As a port, Durrës was of little importance to the Ottomans, who controlled the entire Albanian coast. The town's main significance rather lay in its strategic castle, which the Turks reinforced and improved upon, and its rich salt deposits. There were few permanent civilian settlements, and most of the population, including the local kadı, opted to live further inland, such as in the newly established town of Kavajë, 14 km south of Durrës. The Ottoman chronicler Evliya Çelebi visited Durrës in 1670-71 and noted in his Seyahatname that there were around 150 houses as well as a mosque named after Sultan Bayezid II.

The city's economy began to recover from the late 17th century onwards, boosted by profits from the salt mines, which exported salt throughout the Balkan hinterland. According to diplomat and Turkologist François Pouqueville, about 100 Turkish and Greek merchants lived in the city in 1699, exporting 3,000 quintals (300 tons) of beeswax, 15,000 quintals (1,500 tons) of finished cloth, 15,000 pieces of fine leather, and 60-100 ships of wheat, barley, corn and millet to Venice every year despite an official prohibition from the central government in Constantinople. France, England, the Netherlands, and Austria established their consulates in Durrës in 1700.

Task A:
According to the passage on Durrës, what drove the city's economic recovery from the late 17th century onwards? Answer in one to three sentences.
Task B:
In the passage on Durrës, how far from Durrës is the town of Kavajë, and in which direction?
Task C:
Reproduce word for word the portion of the passage on Durrës starting with "The city's economy" and going on through "Durrës in 1700.".
The items that come next are separate material and have no connection to the passage on Durrës.

[Region pointing data]

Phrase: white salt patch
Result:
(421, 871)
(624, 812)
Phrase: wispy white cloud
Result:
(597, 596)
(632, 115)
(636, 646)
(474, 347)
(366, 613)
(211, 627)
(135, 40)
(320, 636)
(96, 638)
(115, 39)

Exercise response A:
The recovery was driven by profits from the salt mines. These mines exported salt throughout the Balkan hinterland.

Exercise response B:
Kavajë lies 14 km south of Durrës.

Exercise response C:
The city's economy began to recover from the late 17th century onwards, boosted by profits from the salt mines, which exported salt throughout the Balkan hinterland. According to diplomat and Turkologist François Pouqueville, about 100 Turkish and Greek merchants lived in the city in 1699, exporting 3,000 quintals (300 tons) of beeswax, 15,000 quintals (1,500 tons) of finished cloth, 15,000 pieces of fine leather, and 60-100 ships of wheat, barley, corn and millet to Venice every year despite an official prohibition from the central government in Constantinople. France, England, the Netherlands, and Austria established their consulates in Durrës in 1700.